[Data listing start]

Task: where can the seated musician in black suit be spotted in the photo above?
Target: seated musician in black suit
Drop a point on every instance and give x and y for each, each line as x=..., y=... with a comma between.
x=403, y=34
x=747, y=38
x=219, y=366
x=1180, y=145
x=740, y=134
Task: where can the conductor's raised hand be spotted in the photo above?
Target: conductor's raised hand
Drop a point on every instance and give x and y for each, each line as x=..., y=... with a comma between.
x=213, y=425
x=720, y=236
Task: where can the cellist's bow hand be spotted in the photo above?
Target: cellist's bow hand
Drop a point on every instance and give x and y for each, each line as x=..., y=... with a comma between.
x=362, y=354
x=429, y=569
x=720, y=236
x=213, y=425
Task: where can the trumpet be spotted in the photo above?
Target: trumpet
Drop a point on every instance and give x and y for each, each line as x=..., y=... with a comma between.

[Data listing end]

▶ What to work on:
Return the lines above, from the one containing "Task: where can the conductor's" to the end, exactly as they stand.

▶ Response to this task:
Task: where can the conductor's raised hand be spotted in the photo above?
Target: conductor's raised hand
Drop a point on every instance and give x and y for each, each line as x=..., y=... with a comma between.
x=213, y=425
x=720, y=236
Task: where can the cellist's bow hand be spotted in the photo above?
Target: cellist's bow hand
Drop a point on every instance and give x and y for each, each line as x=..., y=... with a comma between.
x=362, y=354
x=429, y=569
x=720, y=236
x=213, y=425
Task: where can the trumpet be spotted in the photo above?
Target: trumpet
Drop a point on every instance and give x and y for each, each line as x=..., y=... with a comma between.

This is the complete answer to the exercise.